* MATERIAL PROVIDED:
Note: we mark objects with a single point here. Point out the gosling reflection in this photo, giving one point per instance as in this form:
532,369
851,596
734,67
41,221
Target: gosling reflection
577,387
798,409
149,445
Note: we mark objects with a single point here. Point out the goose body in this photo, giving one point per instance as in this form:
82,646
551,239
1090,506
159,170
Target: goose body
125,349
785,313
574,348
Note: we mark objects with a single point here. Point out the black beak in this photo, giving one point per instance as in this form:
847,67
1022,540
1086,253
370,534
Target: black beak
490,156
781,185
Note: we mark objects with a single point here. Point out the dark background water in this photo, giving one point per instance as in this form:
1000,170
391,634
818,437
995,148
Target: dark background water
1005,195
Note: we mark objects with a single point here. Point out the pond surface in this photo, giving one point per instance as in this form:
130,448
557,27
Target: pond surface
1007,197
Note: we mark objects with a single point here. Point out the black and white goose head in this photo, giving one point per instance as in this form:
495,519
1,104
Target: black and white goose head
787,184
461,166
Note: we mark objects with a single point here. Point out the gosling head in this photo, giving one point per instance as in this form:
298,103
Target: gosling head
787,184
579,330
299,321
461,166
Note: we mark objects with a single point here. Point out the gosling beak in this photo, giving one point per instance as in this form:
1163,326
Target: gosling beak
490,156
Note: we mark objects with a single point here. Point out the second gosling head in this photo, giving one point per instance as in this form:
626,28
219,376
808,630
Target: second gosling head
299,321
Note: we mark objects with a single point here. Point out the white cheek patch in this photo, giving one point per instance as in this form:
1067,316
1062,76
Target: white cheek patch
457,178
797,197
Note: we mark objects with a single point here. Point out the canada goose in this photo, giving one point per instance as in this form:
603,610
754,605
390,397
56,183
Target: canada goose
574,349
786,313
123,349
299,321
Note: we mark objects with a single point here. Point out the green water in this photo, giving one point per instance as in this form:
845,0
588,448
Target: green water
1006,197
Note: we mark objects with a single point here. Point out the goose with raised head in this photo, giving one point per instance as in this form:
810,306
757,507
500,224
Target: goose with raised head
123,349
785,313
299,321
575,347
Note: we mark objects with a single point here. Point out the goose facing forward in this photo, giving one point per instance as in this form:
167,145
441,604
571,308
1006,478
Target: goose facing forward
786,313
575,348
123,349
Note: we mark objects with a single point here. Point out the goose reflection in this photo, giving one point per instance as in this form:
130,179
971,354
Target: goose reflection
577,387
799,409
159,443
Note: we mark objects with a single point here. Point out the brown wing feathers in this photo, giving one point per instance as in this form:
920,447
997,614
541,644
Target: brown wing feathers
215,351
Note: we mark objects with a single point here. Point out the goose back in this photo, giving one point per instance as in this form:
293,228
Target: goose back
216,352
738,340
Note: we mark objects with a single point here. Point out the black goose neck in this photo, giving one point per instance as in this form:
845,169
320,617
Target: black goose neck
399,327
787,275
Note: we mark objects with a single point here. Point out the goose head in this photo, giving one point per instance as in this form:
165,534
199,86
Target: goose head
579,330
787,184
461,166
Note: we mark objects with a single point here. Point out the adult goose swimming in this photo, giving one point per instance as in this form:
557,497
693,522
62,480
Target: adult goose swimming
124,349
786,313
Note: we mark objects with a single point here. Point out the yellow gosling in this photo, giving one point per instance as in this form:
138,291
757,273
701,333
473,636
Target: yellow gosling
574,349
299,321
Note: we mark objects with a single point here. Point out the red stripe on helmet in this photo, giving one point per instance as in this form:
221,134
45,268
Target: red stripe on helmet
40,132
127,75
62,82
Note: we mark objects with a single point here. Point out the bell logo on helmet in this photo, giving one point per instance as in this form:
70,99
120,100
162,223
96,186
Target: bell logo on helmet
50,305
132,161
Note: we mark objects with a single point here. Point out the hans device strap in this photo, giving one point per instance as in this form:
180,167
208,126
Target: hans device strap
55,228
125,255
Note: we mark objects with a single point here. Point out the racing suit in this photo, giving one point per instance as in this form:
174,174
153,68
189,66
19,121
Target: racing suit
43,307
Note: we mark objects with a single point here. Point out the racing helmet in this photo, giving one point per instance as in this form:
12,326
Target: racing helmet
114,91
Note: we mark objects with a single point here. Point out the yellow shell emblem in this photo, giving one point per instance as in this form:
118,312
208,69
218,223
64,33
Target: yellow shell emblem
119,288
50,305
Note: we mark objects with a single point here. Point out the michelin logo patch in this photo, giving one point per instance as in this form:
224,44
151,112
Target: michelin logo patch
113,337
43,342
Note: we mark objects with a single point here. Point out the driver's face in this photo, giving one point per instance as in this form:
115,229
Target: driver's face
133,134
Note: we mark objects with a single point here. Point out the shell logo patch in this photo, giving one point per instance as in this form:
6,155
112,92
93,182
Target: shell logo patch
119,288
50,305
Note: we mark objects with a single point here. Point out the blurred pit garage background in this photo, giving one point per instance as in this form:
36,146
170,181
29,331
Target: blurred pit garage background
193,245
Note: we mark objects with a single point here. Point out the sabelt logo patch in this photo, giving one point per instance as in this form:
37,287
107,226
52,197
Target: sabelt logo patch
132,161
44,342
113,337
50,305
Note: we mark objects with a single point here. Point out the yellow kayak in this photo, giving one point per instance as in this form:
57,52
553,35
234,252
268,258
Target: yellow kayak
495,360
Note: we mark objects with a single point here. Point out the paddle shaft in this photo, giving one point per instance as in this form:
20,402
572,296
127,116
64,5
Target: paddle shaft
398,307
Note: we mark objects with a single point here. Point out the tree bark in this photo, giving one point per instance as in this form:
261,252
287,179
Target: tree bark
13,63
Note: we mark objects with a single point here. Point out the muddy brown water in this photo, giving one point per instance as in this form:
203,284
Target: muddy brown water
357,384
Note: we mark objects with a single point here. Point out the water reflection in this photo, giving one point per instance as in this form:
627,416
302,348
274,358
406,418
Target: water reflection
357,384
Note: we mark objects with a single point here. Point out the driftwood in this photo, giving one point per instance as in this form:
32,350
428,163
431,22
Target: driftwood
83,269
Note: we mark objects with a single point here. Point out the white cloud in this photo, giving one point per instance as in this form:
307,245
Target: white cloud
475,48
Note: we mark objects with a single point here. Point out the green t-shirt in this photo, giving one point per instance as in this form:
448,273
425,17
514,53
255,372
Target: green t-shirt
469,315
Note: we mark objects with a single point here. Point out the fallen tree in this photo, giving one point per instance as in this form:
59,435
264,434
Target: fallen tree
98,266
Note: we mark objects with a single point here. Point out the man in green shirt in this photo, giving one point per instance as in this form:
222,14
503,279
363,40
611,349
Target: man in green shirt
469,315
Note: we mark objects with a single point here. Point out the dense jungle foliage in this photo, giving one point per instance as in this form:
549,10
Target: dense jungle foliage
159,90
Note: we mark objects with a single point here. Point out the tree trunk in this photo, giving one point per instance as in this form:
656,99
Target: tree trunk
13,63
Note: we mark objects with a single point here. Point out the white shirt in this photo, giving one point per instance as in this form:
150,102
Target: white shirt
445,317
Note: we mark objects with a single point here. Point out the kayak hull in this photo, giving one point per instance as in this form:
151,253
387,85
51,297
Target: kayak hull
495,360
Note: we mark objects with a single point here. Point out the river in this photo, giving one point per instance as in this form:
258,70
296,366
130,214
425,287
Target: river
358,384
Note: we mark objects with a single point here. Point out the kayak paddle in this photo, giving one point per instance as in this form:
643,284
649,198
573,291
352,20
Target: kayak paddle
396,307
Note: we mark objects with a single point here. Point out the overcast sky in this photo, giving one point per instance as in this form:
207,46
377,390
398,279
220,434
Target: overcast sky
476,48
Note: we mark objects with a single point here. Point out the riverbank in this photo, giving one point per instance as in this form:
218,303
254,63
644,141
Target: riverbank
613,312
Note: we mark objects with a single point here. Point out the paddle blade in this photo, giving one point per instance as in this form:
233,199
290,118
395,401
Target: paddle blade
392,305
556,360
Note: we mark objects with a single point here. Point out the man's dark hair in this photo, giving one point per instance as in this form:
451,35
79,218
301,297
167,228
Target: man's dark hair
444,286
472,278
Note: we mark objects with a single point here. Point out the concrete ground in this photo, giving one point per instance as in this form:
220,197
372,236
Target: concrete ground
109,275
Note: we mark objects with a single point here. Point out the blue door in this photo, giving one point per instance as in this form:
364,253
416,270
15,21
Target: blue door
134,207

* TASK PROMPT: Return, word for word, the lines from the one containing "Target: riverbank" through the end of the data above, both ends included, and nothing else.

* ANSWER BOX:
Target: riverbank
613,312
Note: we mark objects with a single point here. Point out the paddle blade in this photo, giving one point per instance as in this form:
233,199
290,118
395,401
Target: paddle blade
392,305
556,360
Note: we mark objects with a single point here. Point out the man's dark hair in this photo, giving one point per instance as in this form:
451,35
79,218
301,297
167,228
Target: man's dark hair
444,286
472,278
Note: we mark objects with a single point here. Point out the concrete ground in this photo, giving one point per instance as in this form:
220,197
372,236
Target: concrete ground
109,275
Note: we mark objects with a single point here. Point out the blue door in this photo, giving one point per instance as in this form:
364,253
416,270
15,21
Target: blue door
134,207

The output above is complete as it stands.